[Stored records start]

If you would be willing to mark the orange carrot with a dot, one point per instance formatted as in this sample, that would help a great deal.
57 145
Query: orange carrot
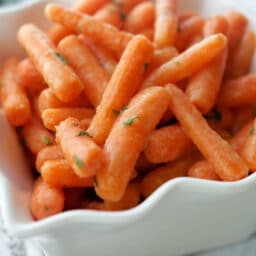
119 90
227 163
14 100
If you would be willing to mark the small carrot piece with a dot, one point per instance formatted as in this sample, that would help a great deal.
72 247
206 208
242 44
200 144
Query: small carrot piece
13 97
46 200
127 139
58 173
167 144
188 62
82 154
54 116
88 68
227 163
166 23
119 90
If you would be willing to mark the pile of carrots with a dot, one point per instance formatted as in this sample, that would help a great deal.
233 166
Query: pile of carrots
119 97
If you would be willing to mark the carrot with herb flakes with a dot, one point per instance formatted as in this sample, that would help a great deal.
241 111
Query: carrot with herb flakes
13 97
54 68
109 36
166 23
167 144
227 163
54 116
188 62
46 200
88 68
126 141
58 173
119 90
78 148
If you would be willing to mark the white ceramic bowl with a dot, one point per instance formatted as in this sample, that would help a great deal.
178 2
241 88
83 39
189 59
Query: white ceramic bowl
183 216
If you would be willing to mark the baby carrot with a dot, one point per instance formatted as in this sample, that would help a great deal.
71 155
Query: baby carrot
227 163
166 23
82 154
88 68
54 116
58 173
14 100
127 139
167 144
50 63
119 90
46 200
188 62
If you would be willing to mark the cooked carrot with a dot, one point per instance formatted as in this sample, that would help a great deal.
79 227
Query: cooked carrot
46 200
130 199
52 152
119 90
127 139
238 92
54 116
203 170
58 173
37 136
108 35
227 163
140 18
167 144
88 68
55 70
29 77
162 174
166 23
188 62
14 100
188 30
82 154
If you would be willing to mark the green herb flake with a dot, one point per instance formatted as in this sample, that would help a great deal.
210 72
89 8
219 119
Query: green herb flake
79 163
131 120
46 141
60 58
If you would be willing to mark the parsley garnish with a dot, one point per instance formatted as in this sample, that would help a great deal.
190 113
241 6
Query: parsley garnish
131 120
79 163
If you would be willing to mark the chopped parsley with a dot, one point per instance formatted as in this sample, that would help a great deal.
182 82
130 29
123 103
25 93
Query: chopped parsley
131 120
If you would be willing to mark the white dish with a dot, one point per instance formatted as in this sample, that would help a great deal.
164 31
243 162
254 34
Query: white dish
183 216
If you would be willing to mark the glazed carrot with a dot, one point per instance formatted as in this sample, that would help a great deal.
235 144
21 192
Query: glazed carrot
46 200
241 59
14 100
167 144
29 77
162 174
130 199
54 116
203 170
166 23
140 18
188 30
127 139
109 36
50 63
58 173
82 154
37 136
88 68
52 152
227 163
238 92
119 90
188 62
110 14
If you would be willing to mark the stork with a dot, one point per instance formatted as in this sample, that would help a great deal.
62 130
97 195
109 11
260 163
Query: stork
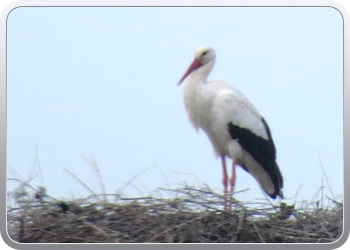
234 126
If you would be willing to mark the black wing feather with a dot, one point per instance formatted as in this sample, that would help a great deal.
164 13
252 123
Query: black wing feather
262 150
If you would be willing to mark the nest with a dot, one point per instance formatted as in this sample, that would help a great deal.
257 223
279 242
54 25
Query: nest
194 216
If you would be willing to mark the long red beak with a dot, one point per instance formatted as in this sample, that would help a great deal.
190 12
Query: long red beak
194 65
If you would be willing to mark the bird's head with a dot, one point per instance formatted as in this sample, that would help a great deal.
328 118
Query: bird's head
203 55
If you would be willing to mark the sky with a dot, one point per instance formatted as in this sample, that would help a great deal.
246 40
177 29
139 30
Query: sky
100 83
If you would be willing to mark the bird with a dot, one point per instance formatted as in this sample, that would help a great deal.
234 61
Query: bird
234 126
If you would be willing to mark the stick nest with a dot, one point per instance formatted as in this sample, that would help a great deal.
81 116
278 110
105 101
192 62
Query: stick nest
194 216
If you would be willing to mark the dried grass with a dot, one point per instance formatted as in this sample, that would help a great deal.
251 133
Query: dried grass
194 216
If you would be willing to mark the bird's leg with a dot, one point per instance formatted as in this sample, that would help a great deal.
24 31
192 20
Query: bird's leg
232 182
224 180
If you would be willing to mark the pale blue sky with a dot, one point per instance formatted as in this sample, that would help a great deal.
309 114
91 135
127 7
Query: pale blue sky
102 81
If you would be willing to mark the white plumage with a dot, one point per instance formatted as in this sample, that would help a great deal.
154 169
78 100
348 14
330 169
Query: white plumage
233 125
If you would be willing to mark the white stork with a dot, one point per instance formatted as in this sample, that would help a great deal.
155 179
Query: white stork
233 125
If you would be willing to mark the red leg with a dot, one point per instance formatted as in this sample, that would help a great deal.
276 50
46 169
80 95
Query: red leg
232 182
224 180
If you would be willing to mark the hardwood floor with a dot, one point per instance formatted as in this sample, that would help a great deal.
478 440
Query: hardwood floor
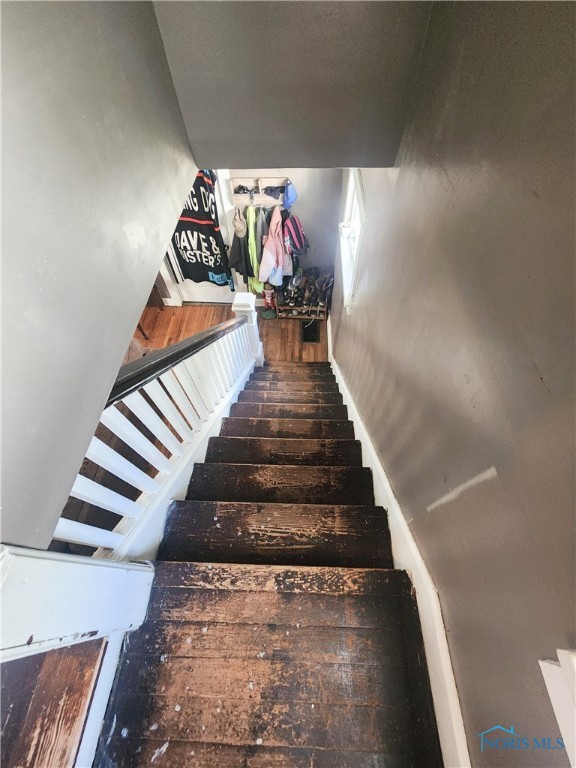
45 699
282 338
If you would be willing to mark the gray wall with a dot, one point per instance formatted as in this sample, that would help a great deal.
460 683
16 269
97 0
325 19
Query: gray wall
297 84
96 164
318 207
460 351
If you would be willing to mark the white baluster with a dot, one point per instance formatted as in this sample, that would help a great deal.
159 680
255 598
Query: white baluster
87 535
87 490
126 431
244 304
150 419
189 386
108 459
179 396
159 397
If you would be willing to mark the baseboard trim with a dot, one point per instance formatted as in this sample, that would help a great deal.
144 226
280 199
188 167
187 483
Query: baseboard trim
99 703
407 557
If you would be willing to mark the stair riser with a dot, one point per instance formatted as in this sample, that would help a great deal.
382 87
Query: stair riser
254 450
283 484
292 386
292 411
249 396
289 428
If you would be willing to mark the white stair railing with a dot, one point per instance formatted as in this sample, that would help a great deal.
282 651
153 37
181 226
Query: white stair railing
162 407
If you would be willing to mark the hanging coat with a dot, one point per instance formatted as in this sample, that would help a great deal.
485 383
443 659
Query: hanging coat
240 258
197 240
272 264
255 285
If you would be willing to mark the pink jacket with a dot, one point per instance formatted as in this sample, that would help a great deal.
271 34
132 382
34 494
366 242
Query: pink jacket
274 256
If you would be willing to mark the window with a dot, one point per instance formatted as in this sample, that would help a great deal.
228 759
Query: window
351 234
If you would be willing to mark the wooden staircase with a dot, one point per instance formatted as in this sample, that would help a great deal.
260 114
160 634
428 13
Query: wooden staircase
278 633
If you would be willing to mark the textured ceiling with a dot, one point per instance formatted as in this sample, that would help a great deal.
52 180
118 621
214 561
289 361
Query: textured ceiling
293 84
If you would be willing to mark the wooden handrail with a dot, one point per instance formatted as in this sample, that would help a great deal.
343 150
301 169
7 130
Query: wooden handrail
134 375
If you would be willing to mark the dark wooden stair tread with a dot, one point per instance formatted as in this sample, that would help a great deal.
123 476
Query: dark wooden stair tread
270 664
278 634
297 376
281 483
296 428
273 450
291 386
305 534
251 396
289 411
287 365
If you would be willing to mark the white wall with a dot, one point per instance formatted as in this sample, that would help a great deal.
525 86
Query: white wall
96 164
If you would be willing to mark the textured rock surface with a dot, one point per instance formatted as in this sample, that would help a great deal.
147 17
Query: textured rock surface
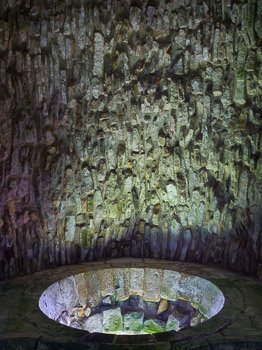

[Stored records end]

Direction ->
Write out all of the lines above exactly as they appear, leaving out the pictures.

Written reply ->
If you would be willing to mark the orange carrot with a dot, one point per instance formatted as in this sample, that would help a great deal.
57 145
Query: orange carrot
119 90
227 163
14 100
If you would be willing to mark the small carrot piece with a dot, one point per instance formatted as in this sample, that would help a great deal.
72 247
206 208
242 44
200 144
Query: small carrot piece
13 97
46 200
127 139
58 173
167 144
188 62
82 154
54 116
88 68
227 163
166 23
119 90
If you would be willing to mark the pile of carrots with a dot, one point per instance formatted as in this sample, that would help a great deal.
233 166
Query: pile of carrots
119 97
If you would be willing to mark the carrot with herb flakes with a dot, one point per instance formatted as in this sample, that would help a great deal.
241 111
Query: carrot with herb flakes
13 97
54 68
109 36
166 23
167 144
227 163
54 116
188 62
46 200
88 68
126 141
58 173
119 90
78 148
If you would be willing to mark the white ceramic bowl with a dot, one point per instance formatted as in this sample, that would help a great deal.
178 2
241 88
83 39
189 59
Query: white ceramic bowl
183 216
If you would be willing to mark the baby carrot with a dot, one point per instance formatted as in this sample, that would help a great deal.
71 155
Query: baby carrot
227 163
166 23
82 154
88 68
54 116
58 173
14 100
127 139
167 144
50 63
119 90
46 200
188 62
If you would be willing to mark the cooked carrot with a dot, one point per instance formatted as in this sample, that would help a great deal.
79 227
Query: cooked carrot
46 200
130 199
52 152
119 90
127 139
238 92
54 116
203 170
58 173
37 136
108 35
227 163
140 18
167 144
88 68
55 70
29 77
162 174
166 23
188 62
14 100
188 30
82 154
If you would be willing to mark the green herb flake with a dot, one point per instance formatted as in this sample, that would help a great deal.
210 72
89 8
219 119
Query: green herb flake
79 163
131 120
46 141
60 58
If you would be willing to mark the parsley garnish with a dot, one point per instance formatted as in this sample, that would help a great deal.
190 113
241 6
Query: parsley garnish
131 120
79 163
If you would be willing to mark the chopped parsley with a dot, one point per instance formatted as in this sample, that would help a great deal.
182 82
130 29
123 103
25 93
Query: chopped parsley
131 120
If you would be willing to mark the white dish with a dot, one point per instance formatted as in this sample, that would help a great deal.
164 31
243 162
254 34
Query: white dish
183 216
If you would be willing to mark the glazed carrot with a dot, one point per instance formatted as in this sample, that would help a great deal.
235 144
21 192
Query: glazed carrot
46 200
241 59
14 100
167 144
29 77
162 174
130 199
54 116
203 170
166 23
140 18
188 30
127 139
109 36
50 63
58 173
82 154
37 136
88 68
52 152
227 163
238 92
119 90
188 62
110 14
If you would be willing to mark the stork with a dot, one point per instance formatted as in this sample, that would help a great deal.
62 130
97 195
109 11
260 163
Query: stork
234 126
If you would be willing to mark the black wing feather with a dot, one point per instance formatted as in this sample, that would help a great deal.
164 13
252 123
Query: black wing feather
262 150
If you would be willing to mark the nest with a dot, one point per instance formatted as in this sample, that would help a great deal.
257 223
279 242
54 25
Query: nest
194 216
If you would be willing to mark the long red beak with a dot, one point per instance formatted as in this sample, that would help a great deal.
190 12
Query: long red beak
194 65
If you would be willing to mark the bird's head with a dot, one point per instance formatted as in this sample, that would help a great deal.
328 118
Query: bird's head
203 55
If you would be willing to mark the sky with a dot, one point per instance formatted as in this sample, that would help a great deal.
246 40
177 29
139 30
Query: sky
100 83
If you would be willing to mark the bird with a dot, one point per instance formatted as in this sample, that would help a great deal.
234 61
Query: bird
234 126
If you would be willing to mark the stick nest with a dot, one point per instance formatted as in this sample, that would help a great deal.
81 116
278 110
105 101
192 62
Query: stick nest
194 216
If you would be willing to mark the dried grass with a dot, one point per instance formatted as in this sample, that would help a great deal.
251 133
Query: dried grass
194 216
If you would be willing to mark the bird's leg with a dot, one point per instance formatted as in this sample, that would help a great deal.
24 31
192 20
Query: bird's leg
232 182
224 180
If you would be willing to mark the pale blue sky with a dot, one point per instance formatted as in this sample, that would help a great deal.
309 114
91 135
127 7
Query: pale blue sky
102 81
If you would be willing to mark the white plumage with a dot, one point per instance formatted as in this sample, that would help a great deal.
154 169
78 100
348 14
330 169
Query: white plumage
233 125
If you would be willing to mark the white stork with a dot, one point per instance formatted as in this sample, that would help a great deal.
155 179
Query: white stork
233 125
If you would be willing to mark the red leg with a dot, one point per instance formatted as in this sample, that would help a great deal.
276 50
46 169
80 95
Query: red leg
232 182
224 180
If you would be willing to mark the hardwood floor with a dot, one point per instance formatted as in this sample, that would help a great deal.
478 440
Query: hardwood floor
45 699
282 338
If you would be willing to mark the gray wall with a dot, one point per instance formatted as in this sample, that would help a great deal.
460 683
16 269
97 0
325 19
Query: gray wall
297 84
96 164
318 207
460 351
If you would be willing to mark the white baluster with a dot, one point per instance formatted as in this sample, that would help a great deal.
159 680
255 598
Query: white baluster
87 535
87 490
126 431
244 304
150 419
189 386
108 459
179 396
159 397
If you would be willing to mark the baseboard trim with a dot, one point per instance formatted as in this sample, that would help a great deal.
144 226
280 199
188 167
187 483
Query: baseboard trim
99 703
407 557
If you would be willing to mark the stair riser with a dot, one point per instance formatted as in this sample, that would help a great deal.
382 87
Query: stair riser
254 450
283 484
292 386
292 411
249 396
289 428
If you would be willing to mark the white stair railing with a dot, one point per instance formatted as in this sample, that would help a great deal.
282 651
153 37
181 226
Query: white stair railing
162 407
If you would be willing to mark the hanging coat with a dot, one point per instance formatted as in this sample, that would help a great deal.
485 383
443 659
Query: hanging coat
240 258
197 240
272 264
255 285
If you would be willing to mark the pink jacket with a dot, one point per instance formatted as in this sample, that would help a great deal.
271 34
132 382
34 494
366 242
Query: pink jacket
274 256
If you would be willing to mark the window with a dot, one point per instance formatted as in this sample, that would help a great deal.
228 759
Query: window
351 234
If you would be willing to mark the wooden staircase with a dot, one point per instance formatted as in this sample, that would help a great deal.
260 114
160 634
428 13
Query: wooden staircase
278 633
If you would be willing to mark the textured ceiling with a dot, one point per instance formatted as in this sample, that would help a great deal.
52 180
118 621
214 561
289 361
Query: textured ceiling
293 84
If you would be willing to mark the wooden handrail with a dot, one point per instance formatted as in this sample, that would help a great deal.
343 150
301 169
7 130
Query: wooden handrail
134 375
If you would be willing to mark the dark wooden stair tread with a dot, one point per instance formatted as in this sample, that would help a great deal.
123 476
Query: dark wooden stair tread
270 664
278 634
297 376
281 483
296 428
273 450
291 386
305 534
251 396
289 411
287 365
If you would be willing to mark the white wall with a dot, one point per instance formatted as in this sample, that would help a great deal.
525 86
Query: white wall
96 164
If you would be willing to mark the textured rock surface with a dot, one point per instance formatted as in this sample, that would help a great deal.
147 17
Query: textured rock surface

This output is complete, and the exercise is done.